▶ [Written task]:
Could you change "hallway floor" to "entryway floor" everywhere from the start of the records down to the line containing "column 330, row 334", keeping everything else the same? Give back only those lines, without the pictures.

====== Input rows ======

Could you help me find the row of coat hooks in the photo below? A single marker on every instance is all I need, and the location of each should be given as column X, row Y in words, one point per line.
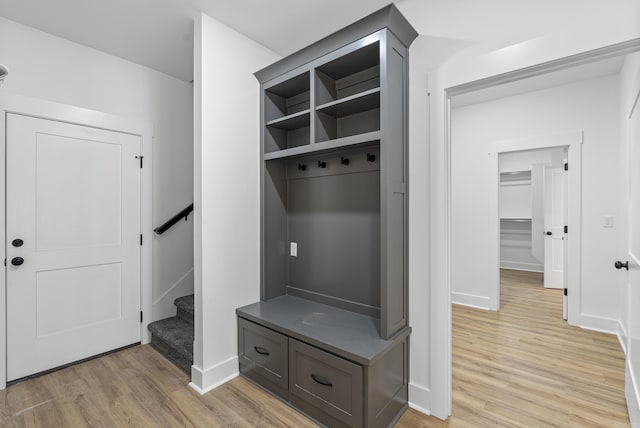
column 343, row 160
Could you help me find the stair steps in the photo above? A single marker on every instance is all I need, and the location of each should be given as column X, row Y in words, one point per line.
column 174, row 336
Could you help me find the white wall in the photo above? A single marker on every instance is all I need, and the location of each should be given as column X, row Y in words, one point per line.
column 591, row 106
column 227, row 190
column 628, row 89
column 50, row 68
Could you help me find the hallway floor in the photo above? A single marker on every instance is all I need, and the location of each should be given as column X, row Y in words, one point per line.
column 523, row 366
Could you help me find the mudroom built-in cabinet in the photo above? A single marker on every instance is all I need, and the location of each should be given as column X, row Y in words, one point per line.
column 330, row 334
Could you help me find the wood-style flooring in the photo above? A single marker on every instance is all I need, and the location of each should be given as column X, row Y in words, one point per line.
column 522, row 366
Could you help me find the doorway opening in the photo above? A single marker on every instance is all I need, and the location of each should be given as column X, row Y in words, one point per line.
column 533, row 215
column 482, row 207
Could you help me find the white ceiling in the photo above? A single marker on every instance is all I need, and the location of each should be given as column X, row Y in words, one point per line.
column 159, row 33
column 591, row 70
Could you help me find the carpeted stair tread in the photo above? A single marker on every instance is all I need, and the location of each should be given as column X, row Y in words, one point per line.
column 186, row 303
column 174, row 338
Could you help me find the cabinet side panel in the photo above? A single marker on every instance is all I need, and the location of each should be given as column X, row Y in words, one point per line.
column 388, row 381
column 274, row 230
column 393, row 187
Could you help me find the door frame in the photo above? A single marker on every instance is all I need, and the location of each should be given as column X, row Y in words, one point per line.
column 440, row 342
column 28, row 106
column 573, row 142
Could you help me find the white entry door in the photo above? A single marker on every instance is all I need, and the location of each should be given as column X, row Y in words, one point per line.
column 555, row 183
column 73, row 243
column 632, row 381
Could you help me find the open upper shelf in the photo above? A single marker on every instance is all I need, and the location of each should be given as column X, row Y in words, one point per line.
column 326, row 145
column 292, row 121
column 287, row 98
column 353, row 104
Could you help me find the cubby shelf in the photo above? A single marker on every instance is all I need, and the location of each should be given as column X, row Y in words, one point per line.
column 325, row 145
column 357, row 103
column 292, row 121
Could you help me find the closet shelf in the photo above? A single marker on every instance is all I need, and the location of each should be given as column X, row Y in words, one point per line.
column 325, row 145
column 515, row 218
column 353, row 104
column 292, row 121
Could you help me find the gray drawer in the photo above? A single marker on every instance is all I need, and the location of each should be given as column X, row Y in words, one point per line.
column 262, row 352
column 329, row 383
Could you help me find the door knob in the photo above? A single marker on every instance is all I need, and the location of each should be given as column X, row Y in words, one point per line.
column 620, row 265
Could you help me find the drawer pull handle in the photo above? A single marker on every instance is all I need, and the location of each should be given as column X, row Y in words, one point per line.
column 260, row 350
column 321, row 380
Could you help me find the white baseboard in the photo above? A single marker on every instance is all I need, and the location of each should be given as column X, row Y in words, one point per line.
column 632, row 396
column 163, row 306
column 480, row 302
column 601, row 324
column 203, row 381
column 622, row 337
column 529, row 267
column 420, row 398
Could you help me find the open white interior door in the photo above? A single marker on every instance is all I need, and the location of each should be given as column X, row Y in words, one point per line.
column 555, row 195
column 537, row 211
column 632, row 380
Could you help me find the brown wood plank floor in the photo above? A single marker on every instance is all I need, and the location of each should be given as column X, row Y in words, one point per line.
column 522, row 366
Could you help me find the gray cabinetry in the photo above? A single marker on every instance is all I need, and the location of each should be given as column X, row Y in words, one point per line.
column 333, row 226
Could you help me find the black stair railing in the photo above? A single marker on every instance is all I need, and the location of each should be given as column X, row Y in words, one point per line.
column 173, row 220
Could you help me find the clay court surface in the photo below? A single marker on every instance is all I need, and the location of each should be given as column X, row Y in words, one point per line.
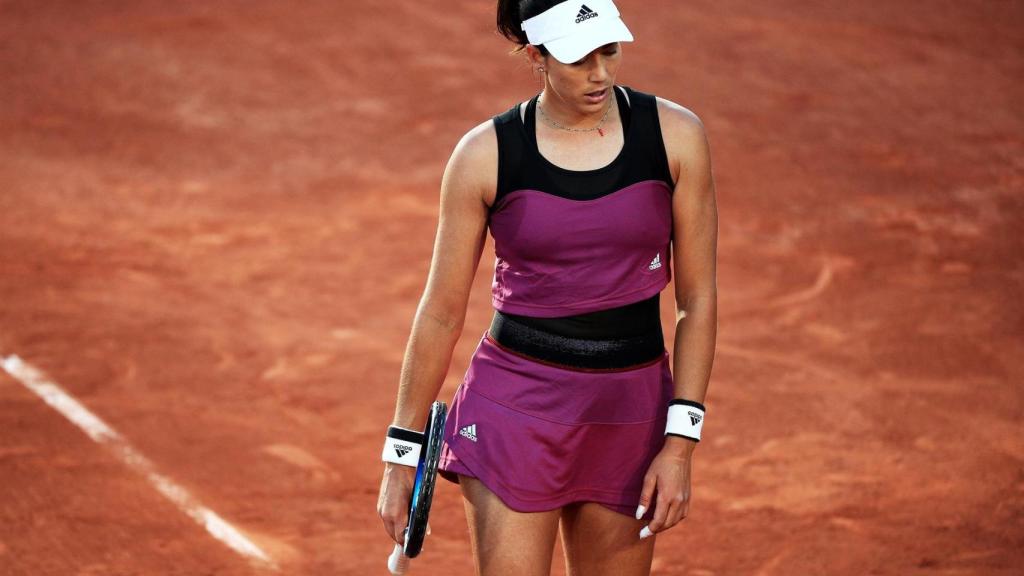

======

▶ [Solution to this exercise]:
Could you help me find the row of coat hooks in the photo below? A single marker on every instance is all I need, and the location of each should be given as column X, row Y in words, one point per line.
column 343, row 160
Could you help me find the stair steps in the photo above? A single marker on every instance is all I need, and the location of each should be given as column X, row Y in words, one point per line.
column 174, row 336
Could you help me find the white wall in the photo above? A single marker on every instance is all I need, and the location of each should be given as column X, row Y in words, one point per line.
column 591, row 106
column 227, row 190
column 628, row 89
column 50, row 68
Could you help me find the entryway floor in the photo above? A single marker on every instance is all I need, and the location of each should be given as column X, row Y in words, one point per line.
column 523, row 366
Could you help me find the mudroom built-in cabinet in the photo above? A single marker on every instance is all I need, and the location of each should be given as column X, row Y in words, one point per line.
column 330, row 334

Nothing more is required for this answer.